*What you will do*. This exercise calls for the records to be repeated in full, exactly as written.

*Listed records*.

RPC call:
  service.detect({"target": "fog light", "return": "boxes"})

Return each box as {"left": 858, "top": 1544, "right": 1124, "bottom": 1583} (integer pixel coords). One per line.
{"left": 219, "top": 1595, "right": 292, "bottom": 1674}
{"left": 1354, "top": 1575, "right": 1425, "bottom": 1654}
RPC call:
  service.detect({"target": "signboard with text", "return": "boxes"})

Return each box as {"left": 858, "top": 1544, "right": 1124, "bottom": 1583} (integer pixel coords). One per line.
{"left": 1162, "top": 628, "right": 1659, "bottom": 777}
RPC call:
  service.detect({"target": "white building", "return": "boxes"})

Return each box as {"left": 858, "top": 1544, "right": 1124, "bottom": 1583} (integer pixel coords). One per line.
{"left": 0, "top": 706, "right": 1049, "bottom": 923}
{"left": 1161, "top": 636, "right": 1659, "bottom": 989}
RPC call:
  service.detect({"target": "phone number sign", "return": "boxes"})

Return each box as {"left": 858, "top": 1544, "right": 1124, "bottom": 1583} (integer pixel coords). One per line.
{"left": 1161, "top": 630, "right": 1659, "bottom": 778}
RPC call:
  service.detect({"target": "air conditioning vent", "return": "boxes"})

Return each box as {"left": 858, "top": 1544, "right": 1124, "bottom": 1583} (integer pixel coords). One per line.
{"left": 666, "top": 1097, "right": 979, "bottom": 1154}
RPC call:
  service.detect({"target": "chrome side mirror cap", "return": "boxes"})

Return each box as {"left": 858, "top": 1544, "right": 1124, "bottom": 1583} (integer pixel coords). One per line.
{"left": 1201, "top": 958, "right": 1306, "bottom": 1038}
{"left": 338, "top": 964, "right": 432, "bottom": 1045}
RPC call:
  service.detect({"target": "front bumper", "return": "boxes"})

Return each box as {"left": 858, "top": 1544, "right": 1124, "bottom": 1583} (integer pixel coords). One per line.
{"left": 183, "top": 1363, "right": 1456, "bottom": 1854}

*Output for this exercise*.
RPC call:
  service.detect({"target": "fog light", "return": "boxes"})

Return each box as {"left": 858, "top": 1544, "right": 1124, "bottom": 1583} (integer pixel coords). One per line.
{"left": 219, "top": 1595, "right": 292, "bottom": 1674}
{"left": 1354, "top": 1575, "right": 1425, "bottom": 1654}
RPC call:
  service.detect({"target": "signboard with text", "return": "boxes"})

Return each box as {"left": 858, "top": 1544, "right": 1124, "bottom": 1583} (integer pixel coords). One per line.
{"left": 1162, "top": 628, "right": 1659, "bottom": 777}
RPC call:
  service.detect({"target": "white building", "return": "boxes"})

Return each box as {"left": 858, "top": 1544, "right": 1124, "bottom": 1583} (integer pixel coords). One per line.
{"left": 0, "top": 706, "right": 1049, "bottom": 923}
{"left": 1161, "top": 636, "right": 1659, "bottom": 989}
RPC call:
  service.detect({"target": "phone number sign", "return": "boxes"})

Return each box as {"left": 858, "top": 1544, "right": 1124, "bottom": 1583} (integer pixel coords). One per line.
{"left": 1161, "top": 630, "right": 1659, "bottom": 778}
RPC call:
  service.detect({"target": "air conditioning vent", "return": "boxes"})

Return each box as {"left": 858, "top": 1544, "right": 1124, "bottom": 1583} (integer pixel coords). One per line.
{"left": 666, "top": 1097, "right": 979, "bottom": 1154}
RPC call:
  service.detect({"target": "chrome side mirror cap", "return": "boxes"})

Return each box as {"left": 858, "top": 1544, "right": 1124, "bottom": 1583} (integer pixel coords). One per line.
{"left": 1201, "top": 958, "right": 1306, "bottom": 1038}
{"left": 338, "top": 964, "right": 432, "bottom": 1045}
RPC call:
  service.detect({"target": "front bumper", "return": "boxes"})

Return each box as {"left": 858, "top": 1544, "right": 1124, "bottom": 1583} (integer pixel coords). One per line.
{"left": 183, "top": 1363, "right": 1456, "bottom": 1854}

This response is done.